* **PROBLEM**:
Could you format every line of the material below as a numbered list, leaving out any blank lines?

################

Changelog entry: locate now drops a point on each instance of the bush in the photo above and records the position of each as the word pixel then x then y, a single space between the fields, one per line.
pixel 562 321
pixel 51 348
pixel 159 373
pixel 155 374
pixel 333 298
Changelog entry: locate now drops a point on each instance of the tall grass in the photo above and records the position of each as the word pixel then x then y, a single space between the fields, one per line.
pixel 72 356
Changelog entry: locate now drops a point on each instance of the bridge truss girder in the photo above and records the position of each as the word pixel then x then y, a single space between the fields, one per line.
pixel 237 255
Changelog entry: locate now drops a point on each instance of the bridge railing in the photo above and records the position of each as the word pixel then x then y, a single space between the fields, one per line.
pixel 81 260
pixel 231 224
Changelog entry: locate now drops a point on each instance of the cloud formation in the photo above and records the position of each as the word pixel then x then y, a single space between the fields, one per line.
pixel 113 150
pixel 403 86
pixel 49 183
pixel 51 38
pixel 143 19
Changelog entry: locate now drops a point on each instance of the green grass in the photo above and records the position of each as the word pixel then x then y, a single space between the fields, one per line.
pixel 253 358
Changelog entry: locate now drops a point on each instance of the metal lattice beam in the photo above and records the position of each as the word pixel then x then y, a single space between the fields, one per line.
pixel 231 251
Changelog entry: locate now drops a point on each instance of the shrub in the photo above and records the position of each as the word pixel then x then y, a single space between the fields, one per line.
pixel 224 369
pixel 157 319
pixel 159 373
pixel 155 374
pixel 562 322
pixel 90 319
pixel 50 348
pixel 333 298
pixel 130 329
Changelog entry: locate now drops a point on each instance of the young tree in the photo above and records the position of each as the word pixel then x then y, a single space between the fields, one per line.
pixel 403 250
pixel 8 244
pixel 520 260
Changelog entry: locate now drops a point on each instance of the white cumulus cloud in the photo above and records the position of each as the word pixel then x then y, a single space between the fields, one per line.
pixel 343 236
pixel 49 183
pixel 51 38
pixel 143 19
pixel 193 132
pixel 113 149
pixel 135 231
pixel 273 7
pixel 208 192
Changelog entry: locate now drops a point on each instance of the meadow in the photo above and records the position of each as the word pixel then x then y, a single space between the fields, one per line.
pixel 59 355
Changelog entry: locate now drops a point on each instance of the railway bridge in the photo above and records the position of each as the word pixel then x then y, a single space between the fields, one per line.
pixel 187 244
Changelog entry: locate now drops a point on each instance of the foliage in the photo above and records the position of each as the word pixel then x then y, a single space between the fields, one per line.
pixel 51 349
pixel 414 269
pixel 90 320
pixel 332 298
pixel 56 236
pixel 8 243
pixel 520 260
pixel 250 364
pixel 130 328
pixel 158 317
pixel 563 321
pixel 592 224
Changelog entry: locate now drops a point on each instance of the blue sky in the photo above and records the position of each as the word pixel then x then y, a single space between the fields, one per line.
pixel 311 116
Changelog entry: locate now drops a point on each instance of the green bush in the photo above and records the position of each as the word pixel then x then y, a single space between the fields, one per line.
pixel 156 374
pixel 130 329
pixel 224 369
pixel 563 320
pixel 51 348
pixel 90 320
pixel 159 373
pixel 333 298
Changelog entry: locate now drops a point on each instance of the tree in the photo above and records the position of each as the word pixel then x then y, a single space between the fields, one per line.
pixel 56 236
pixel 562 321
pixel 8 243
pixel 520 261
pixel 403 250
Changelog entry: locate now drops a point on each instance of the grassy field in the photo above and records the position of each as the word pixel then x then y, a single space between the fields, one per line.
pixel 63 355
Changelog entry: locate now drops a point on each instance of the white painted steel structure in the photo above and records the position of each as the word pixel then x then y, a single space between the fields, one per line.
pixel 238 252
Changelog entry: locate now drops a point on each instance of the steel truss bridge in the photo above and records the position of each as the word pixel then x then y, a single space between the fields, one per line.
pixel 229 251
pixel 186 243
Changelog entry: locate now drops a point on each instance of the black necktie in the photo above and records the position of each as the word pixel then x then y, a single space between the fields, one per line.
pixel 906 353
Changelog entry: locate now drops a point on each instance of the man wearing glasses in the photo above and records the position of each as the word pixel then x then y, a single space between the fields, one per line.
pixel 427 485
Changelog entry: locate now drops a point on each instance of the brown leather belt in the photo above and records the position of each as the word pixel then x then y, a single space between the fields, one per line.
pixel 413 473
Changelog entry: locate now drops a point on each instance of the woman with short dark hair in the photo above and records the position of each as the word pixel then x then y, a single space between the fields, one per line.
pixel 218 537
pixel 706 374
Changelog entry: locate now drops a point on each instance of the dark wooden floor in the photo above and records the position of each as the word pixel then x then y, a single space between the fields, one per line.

################

* **EXERCISE RESULT**:
1. Changelog entry: locate now drops a point on each instance of the bush in the photo above and records the position of each as the word pixel then x then y, a single space between the fields, one per line.
2. pixel 562 321
3. pixel 51 348
4. pixel 159 373
5. pixel 155 374
6. pixel 333 298
7. Changelog entry: locate now drops a point on each instance of the tall grass in the photo above and records the position of each as the word pixel then x then y, a single space between the fields, one per line.
8. pixel 72 356
9. Changelog entry: locate now drops a point on each instance of the bridge truss girder in the photo above and records the position of each as the word pixel then x then y, a single space between the fields, one per line.
10. pixel 237 255
11. Changelog entry: locate now drops a point on each instance of the bridge railing in the photo above and records the position of each as the word pixel then x then y, a single space between the fields, one per line.
12. pixel 81 260
13. pixel 231 224
14. Changelog entry: locate now drops a point on each instance of the cloud formation in the photo above and records the position of each as the word pixel then x then y, a single space between the fields, one per line.
15. pixel 113 150
16. pixel 403 86
17. pixel 49 183
18. pixel 51 38
19. pixel 143 19
20. Changelog entry: locate now drops a point on each instance of the green grass in the photo above and records the position of each as the word pixel then x then y, a single space between the fields, one per line.
21. pixel 253 358
22. Changelog entry: locate now drops a point on each instance of the metal lattice beam in the photo above and records the position of each as the word pixel then x then y, a single space between the fields, one per line.
23. pixel 231 251
24. Changelog entry: locate now drops a point on each instance of the shrub in the photo above and records the position of each as the word pixel then x then y, a single space between the fields, one per line.
25. pixel 224 369
26. pixel 157 319
27. pixel 159 373
28. pixel 155 374
29. pixel 562 322
30. pixel 90 319
31. pixel 50 348
32. pixel 333 298
33. pixel 130 329
34. Changelog entry: locate now drops a point on each instance of the young tree in the photo above and records the position of each as the word pixel then x then y, a single space between the fields, one per line.
35. pixel 403 250
36. pixel 8 244
37. pixel 520 260
38. Changelog entry: locate now drops a point on each instance of the white cumulus cloud in the photo above and records the position of each as the word pixel then x then y, a single space between the fields, one per line.
39. pixel 343 236
40. pixel 49 183
41. pixel 51 38
42. pixel 143 19
43. pixel 193 132
44. pixel 113 149
45. pixel 135 231
46. pixel 273 7
47. pixel 208 192
48. Changelog entry: locate now drops a point on each instance of the meadow in the photo above and records the position of each as the word pixel then x then y, a single space between the fields, one per line.
49. pixel 59 355
50. Changelog entry: locate now drops a point on each instance of the railway bridge in the photo above and records the position of each as the word pixel then x then y, a single space between the fields, one per line.
51. pixel 187 244
52. Changelog entry: locate now drops a point on each instance of the foliage in the photo above and records the position of each as the word pixel then x then y, a single space between the fields, one per line.
53. pixel 51 349
54. pixel 414 269
55. pixel 90 320
56. pixel 332 298
57. pixel 56 236
58. pixel 8 243
59. pixel 520 260
60. pixel 250 364
61. pixel 130 328
62. pixel 158 317
63. pixel 563 321
64. pixel 592 224
65. Changelog entry: locate now drops a point on each instance of the blue sky in the photo above and records the position of each as the word pixel then x then y, a single space between the fields, one per line.
66. pixel 311 116
67. Changelog entry: locate now drops a point on each instance of the green bush in the photo above and records the position of each as the word pixel then x then y, a single space between the fields, one per line.
68. pixel 156 374
69. pixel 130 329
70. pixel 224 369
71. pixel 563 320
72. pixel 51 348
73. pixel 90 320
74. pixel 159 373
75. pixel 333 298
76. Changelog entry: locate now drops a point on each instance of the tree in the photo above and records the position of each as the word pixel then x then y, a single space between the fields, one per line.
77. pixel 56 236
78. pixel 562 321
79. pixel 8 243
80. pixel 520 261
81. pixel 403 250
82. Changelog entry: locate now drops a point on each instance of the grassy field in the photo above and records the position of each as the word pixel then x then y, a single space between the fields, one per line.
83. pixel 63 355
84. Changelog entry: locate now drops a point on each instance of the white painted steel structure in the photo above and records the position of each as the word pixel then x then y, a single space between the fields, one per line.
85. pixel 238 252
86. Changelog entry: locate now drops a point on each instance of the steel truss bridge in the photo above and records the position of each as the word pixel then x then y, a single space between the fields, one per line.
87. pixel 229 251
88. pixel 186 243
89. Changelog entry: locate now drops a point on each instance of the black necktie in the photo above and records the position of each as the word pixel then x then y, a single space between the fields, one per line.
90. pixel 906 353
91. Changelog entry: locate now drops a point on each instance of the man wearing glasses in the photo above and records the position of each as the word pixel then x then y, a single space between the fields, one per line.
92. pixel 427 485
93. Changelog entry: locate now drops a point on each instance of the brown leather belt in the photo above and records the position of each as the word pixel then x then y, a single space between the fields, one per line.
94. pixel 413 473
95. Changelog entry: locate now drops a point on each instance of the woman with short dark hair in the photo above and records the position of each as the word pixel then x then y, a single space between the fields, one per line.
96. pixel 218 537
97. pixel 706 374
98. Changelog entry: locate now drops a point on each instance of the dark wooden floor in the photo above and records the position of each as the word pixel then x then y, a single space between the fields, one per line.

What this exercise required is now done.